__Records to use__.
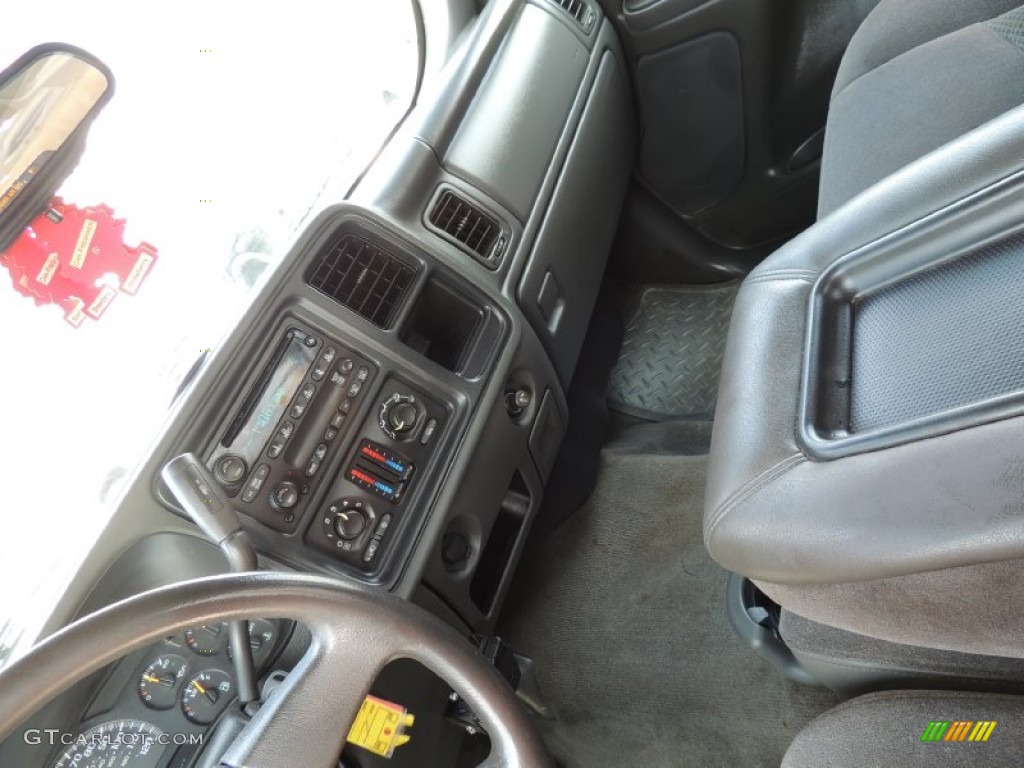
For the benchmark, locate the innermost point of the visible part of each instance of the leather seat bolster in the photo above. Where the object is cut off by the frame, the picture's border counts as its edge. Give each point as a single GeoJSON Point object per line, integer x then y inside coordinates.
{"type": "Point", "coordinates": [774, 513]}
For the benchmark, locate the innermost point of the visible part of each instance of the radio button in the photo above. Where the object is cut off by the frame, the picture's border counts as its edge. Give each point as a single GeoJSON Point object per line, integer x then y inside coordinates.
{"type": "Point", "coordinates": [371, 552]}
{"type": "Point", "coordinates": [256, 482]}
{"type": "Point", "coordinates": [382, 526]}
{"type": "Point", "coordinates": [324, 364]}
{"type": "Point", "coordinates": [285, 496]}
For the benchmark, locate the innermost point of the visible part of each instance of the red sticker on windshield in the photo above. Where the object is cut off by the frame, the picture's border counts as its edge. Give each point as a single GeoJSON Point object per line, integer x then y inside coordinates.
{"type": "Point", "coordinates": [77, 258]}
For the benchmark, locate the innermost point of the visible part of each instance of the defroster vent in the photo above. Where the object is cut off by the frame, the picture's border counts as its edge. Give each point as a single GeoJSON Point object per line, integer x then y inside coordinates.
{"type": "Point", "coordinates": [364, 278]}
{"type": "Point", "coordinates": [467, 224]}
{"type": "Point", "coordinates": [579, 10]}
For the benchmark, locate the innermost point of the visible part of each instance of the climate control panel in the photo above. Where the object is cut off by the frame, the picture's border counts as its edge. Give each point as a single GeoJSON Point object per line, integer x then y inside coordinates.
{"type": "Point", "coordinates": [381, 476]}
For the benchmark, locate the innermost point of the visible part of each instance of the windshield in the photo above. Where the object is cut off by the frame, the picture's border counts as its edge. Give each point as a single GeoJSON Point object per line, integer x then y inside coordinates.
{"type": "Point", "coordinates": [231, 125]}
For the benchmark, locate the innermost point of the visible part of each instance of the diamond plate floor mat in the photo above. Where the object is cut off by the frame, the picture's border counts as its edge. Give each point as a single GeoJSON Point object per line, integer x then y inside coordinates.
{"type": "Point", "coordinates": [672, 353]}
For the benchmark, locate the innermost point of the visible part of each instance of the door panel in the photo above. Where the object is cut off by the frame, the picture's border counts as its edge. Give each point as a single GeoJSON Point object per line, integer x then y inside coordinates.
{"type": "Point", "coordinates": [733, 95]}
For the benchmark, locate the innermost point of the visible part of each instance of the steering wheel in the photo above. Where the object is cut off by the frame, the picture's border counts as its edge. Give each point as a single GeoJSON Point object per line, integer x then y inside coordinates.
{"type": "Point", "coordinates": [354, 635]}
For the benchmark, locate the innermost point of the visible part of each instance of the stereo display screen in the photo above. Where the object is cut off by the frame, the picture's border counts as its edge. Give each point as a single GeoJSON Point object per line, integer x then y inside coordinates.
{"type": "Point", "coordinates": [279, 390]}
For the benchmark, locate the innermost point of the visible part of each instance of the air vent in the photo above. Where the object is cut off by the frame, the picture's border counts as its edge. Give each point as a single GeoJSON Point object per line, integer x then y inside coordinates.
{"type": "Point", "coordinates": [582, 12]}
{"type": "Point", "coordinates": [467, 224]}
{"type": "Point", "coordinates": [364, 278]}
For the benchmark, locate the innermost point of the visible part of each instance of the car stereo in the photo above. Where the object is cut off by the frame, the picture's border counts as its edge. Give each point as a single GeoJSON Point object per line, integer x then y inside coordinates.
{"type": "Point", "coordinates": [289, 426]}
{"type": "Point", "coordinates": [303, 426]}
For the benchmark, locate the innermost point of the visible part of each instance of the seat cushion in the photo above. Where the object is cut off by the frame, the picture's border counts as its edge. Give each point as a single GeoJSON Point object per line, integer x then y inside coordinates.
{"type": "Point", "coordinates": [916, 75]}
{"type": "Point", "coordinates": [907, 729]}
{"type": "Point", "coordinates": [892, 531]}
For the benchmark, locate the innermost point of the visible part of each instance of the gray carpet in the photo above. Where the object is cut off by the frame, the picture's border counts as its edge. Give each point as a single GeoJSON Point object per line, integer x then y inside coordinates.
{"type": "Point", "coordinates": [623, 611]}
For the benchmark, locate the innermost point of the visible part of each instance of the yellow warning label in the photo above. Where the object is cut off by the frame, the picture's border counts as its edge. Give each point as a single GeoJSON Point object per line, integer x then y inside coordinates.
{"type": "Point", "coordinates": [49, 269]}
{"type": "Point", "coordinates": [137, 272]}
{"type": "Point", "coordinates": [380, 726]}
{"type": "Point", "coordinates": [97, 307]}
{"type": "Point", "coordinates": [82, 246]}
{"type": "Point", "coordinates": [76, 316]}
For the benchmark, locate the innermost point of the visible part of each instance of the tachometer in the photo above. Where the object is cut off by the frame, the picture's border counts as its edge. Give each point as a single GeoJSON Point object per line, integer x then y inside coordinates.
{"type": "Point", "coordinates": [206, 695]}
{"type": "Point", "coordinates": [159, 685]}
{"type": "Point", "coordinates": [119, 743]}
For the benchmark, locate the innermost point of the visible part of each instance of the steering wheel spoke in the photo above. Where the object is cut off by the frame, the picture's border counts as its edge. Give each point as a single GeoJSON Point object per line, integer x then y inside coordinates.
{"type": "Point", "coordinates": [355, 634]}
{"type": "Point", "coordinates": [312, 711]}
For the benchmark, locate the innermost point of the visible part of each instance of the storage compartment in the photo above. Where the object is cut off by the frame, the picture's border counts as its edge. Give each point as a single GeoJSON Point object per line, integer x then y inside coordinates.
{"type": "Point", "coordinates": [501, 544]}
{"type": "Point", "coordinates": [911, 344]}
{"type": "Point", "coordinates": [443, 326]}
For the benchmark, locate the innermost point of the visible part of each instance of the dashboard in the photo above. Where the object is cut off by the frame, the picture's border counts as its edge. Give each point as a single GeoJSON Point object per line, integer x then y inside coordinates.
{"type": "Point", "coordinates": [390, 407]}
{"type": "Point", "coordinates": [155, 709]}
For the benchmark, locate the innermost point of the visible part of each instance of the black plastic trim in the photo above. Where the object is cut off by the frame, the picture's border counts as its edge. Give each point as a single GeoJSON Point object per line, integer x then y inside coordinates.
{"type": "Point", "coordinates": [823, 430]}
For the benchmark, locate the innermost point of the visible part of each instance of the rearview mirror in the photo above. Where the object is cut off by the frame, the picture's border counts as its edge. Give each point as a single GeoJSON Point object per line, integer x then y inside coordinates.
{"type": "Point", "coordinates": [48, 98]}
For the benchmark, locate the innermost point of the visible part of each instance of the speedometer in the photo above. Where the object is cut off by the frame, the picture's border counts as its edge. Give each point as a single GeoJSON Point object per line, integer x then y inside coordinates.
{"type": "Point", "coordinates": [119, 743]}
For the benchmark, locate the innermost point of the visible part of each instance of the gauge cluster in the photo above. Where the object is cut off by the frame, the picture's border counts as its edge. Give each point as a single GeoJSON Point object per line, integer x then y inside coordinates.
{"type": "Point", "coordinates": [155, 708]}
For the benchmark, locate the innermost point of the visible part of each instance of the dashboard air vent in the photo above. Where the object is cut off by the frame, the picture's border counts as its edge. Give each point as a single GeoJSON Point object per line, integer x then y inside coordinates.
{"type": "Point", "coordinates": [466, 223]}
{"type": "Point", "coordinates": [582, 12]}
{"type": "Point", "coordinates": [364, 278]}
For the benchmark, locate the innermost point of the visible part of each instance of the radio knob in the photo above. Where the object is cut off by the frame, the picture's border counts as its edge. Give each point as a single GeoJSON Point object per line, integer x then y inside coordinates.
{"type": "Point", "coordinates": [229, 469]}
{"type": "Point", "coordinates": [349, 523]}
{"type": "Point", "coordinates": [398, 416]}
{"type": "Point", "coordinates": [285, 496]}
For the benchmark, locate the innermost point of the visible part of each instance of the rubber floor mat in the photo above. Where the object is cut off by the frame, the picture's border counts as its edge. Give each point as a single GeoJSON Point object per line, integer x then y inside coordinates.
{"type": "Point", "coordinates": [672, 352]}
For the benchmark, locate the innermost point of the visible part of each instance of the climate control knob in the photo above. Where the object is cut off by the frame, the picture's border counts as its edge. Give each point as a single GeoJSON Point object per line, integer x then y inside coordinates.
{"type": "Point", "coordinates": [349, 523]}
{"type": "Point", "coordinates": [285, 496]}
{"type": "Point", "coordinates": [398, 416]}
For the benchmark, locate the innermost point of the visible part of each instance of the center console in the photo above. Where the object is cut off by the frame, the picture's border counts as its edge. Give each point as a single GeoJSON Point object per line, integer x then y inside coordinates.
{"type": "Point", "coordinates": [391, 406]}
{"type": "Point", "coordinates": [342, 423]}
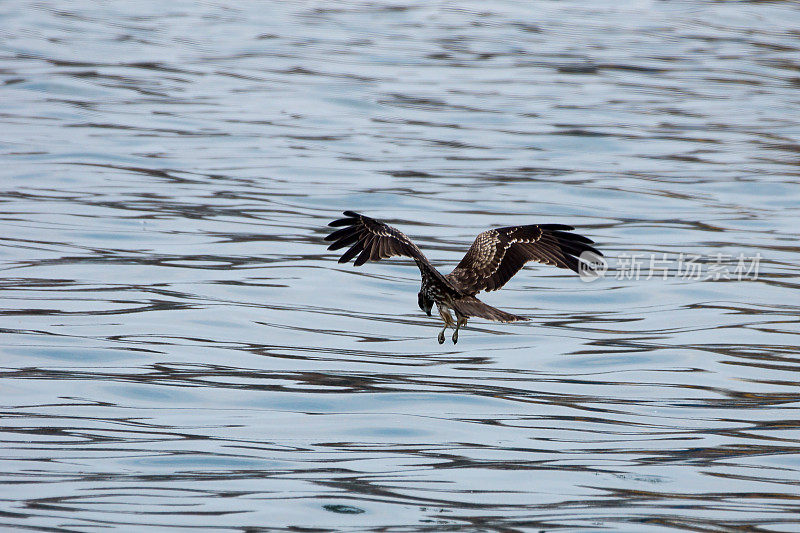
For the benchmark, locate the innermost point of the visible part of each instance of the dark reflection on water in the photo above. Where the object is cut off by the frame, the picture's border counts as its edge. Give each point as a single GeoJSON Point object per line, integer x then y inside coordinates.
{"type": "Point", "coordinates": [180, 351]}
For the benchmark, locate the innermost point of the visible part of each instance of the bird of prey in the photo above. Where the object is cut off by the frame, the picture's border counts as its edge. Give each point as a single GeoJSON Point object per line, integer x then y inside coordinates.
{"type": "Point", "coordinates": [492, 260]}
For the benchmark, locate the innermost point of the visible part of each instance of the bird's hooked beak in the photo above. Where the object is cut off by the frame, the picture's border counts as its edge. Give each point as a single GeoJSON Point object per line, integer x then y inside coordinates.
{"type": "Point", "coordinates": [424, 305]}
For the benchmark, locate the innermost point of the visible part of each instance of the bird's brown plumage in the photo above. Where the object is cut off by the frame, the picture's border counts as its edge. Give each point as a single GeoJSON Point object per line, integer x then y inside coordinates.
{"type": "Point", "coordinates": [492, 260]}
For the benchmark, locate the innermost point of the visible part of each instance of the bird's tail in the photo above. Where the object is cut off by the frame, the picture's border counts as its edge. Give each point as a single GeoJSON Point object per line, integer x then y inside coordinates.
{"type": "Point", "coordinates": [471, 306]}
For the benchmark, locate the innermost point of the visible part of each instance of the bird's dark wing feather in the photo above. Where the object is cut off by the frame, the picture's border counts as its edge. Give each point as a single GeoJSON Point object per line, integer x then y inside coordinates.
{"type": "Point", "coordinates": [372, 240]}
{"type": "Point", "coordinates": [498, 254]}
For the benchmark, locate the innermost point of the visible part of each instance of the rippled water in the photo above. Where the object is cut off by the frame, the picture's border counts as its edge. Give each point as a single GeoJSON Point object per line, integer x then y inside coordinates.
{"type": "Point", "coordinates": [180, 350]}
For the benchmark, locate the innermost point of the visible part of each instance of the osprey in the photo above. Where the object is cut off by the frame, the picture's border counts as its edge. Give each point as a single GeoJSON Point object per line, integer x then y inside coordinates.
{"type": "Point", "coordinates": [492, 260]}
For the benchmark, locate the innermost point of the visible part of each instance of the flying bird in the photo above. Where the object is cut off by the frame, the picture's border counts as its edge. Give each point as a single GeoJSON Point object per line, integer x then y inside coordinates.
{"type": "Point", "coordinates": [492, 260]}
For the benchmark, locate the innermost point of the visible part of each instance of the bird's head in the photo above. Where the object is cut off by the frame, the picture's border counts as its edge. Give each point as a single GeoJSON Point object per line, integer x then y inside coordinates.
{"type": "Point", "coordinates": [425, 303]}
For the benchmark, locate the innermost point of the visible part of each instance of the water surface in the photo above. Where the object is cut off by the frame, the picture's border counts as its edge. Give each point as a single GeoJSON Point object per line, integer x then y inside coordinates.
{"type": "Point", "coordinates": [180, 350]}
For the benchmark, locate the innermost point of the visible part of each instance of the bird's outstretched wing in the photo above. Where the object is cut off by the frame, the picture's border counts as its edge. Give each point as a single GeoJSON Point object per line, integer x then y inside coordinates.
{"type": "Point", "coordinates": [498, 254]}
{"type": "Point", "coordinates": [372, 240]}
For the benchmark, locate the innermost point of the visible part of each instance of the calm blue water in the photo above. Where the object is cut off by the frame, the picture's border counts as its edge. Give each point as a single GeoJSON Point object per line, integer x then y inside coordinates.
{"type": "Point", "coordinates": [179, 350]}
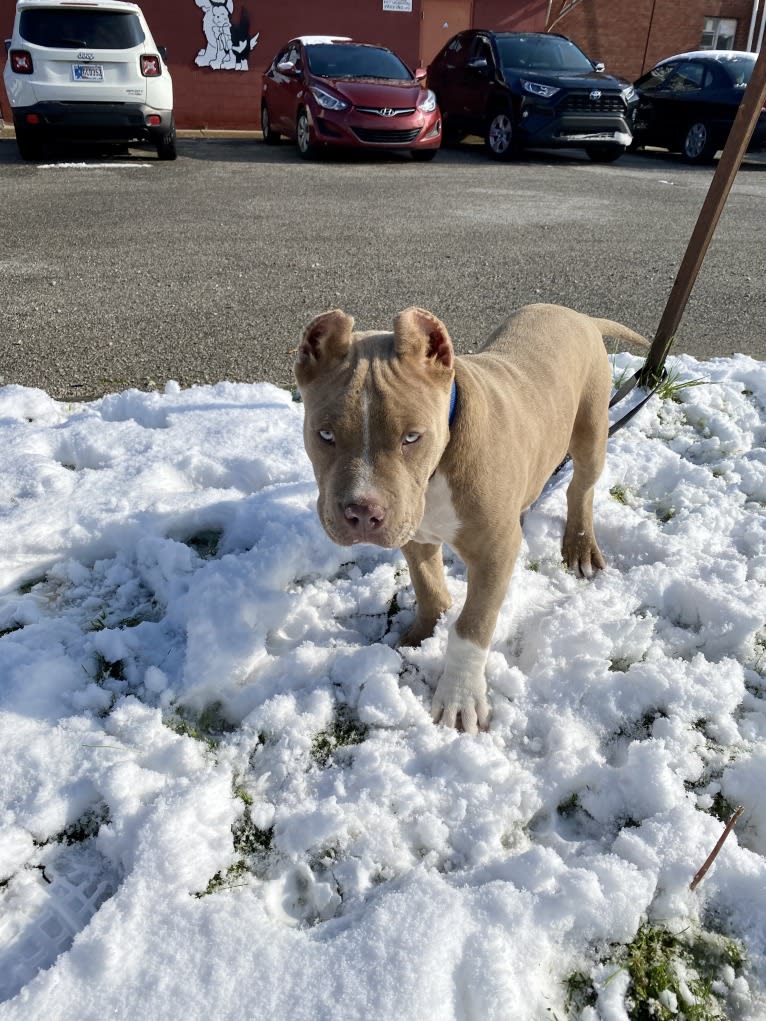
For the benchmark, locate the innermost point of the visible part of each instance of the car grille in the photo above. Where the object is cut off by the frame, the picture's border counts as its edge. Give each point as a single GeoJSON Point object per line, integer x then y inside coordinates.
{"type": "Point", "coordinates": [379, 111]}
{"type": "Point", "coordinates": [379, 136]}
{"type": "Point", "coordinates": [608, 102]}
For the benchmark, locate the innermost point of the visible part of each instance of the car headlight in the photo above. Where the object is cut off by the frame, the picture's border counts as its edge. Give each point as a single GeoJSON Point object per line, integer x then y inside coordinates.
{"type": "Point", "coordinates": [428, 103]}
{"type": "Point", "coordinates": [327, 101]}
{"type": "Point", "coordinates": [538, 89]}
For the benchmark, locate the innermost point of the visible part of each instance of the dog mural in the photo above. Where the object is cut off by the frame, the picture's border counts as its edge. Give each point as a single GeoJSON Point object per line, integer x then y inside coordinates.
{"type": "Point", "coordinates": [228, 43]}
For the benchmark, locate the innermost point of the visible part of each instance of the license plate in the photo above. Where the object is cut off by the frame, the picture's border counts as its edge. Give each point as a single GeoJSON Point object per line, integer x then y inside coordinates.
{"type": "Point", "coordinates": [87, 73]}
{"type": "Point", "coordinates": [594, 136]}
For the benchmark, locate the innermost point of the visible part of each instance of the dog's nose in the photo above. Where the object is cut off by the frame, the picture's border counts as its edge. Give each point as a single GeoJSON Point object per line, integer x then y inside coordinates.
{"type": "Point", "coordinates": [365, 517]}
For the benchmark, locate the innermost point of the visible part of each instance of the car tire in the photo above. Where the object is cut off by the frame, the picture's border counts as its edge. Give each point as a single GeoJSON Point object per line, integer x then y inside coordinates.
{"type": "Point", "coordinates": [306, 147]}
{"type": "Point", "coordinates": [698, 146]}
{"type": "Point", "coordinates": [166, 143]}
{"type": "Point", "coordinates": [499, 137]}
{"type": "Point", "coordinates": [605, 153]}
{"type": "Point", "coordinates": [30, 146]}
{"type": "Point", "coordinates": [271, 137]}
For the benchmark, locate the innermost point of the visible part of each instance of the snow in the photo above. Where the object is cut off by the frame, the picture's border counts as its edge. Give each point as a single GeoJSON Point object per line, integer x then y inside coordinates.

__Given task__. Count the lines of the records that contain the string "vent" and reply with only that number.

__Answer__. 3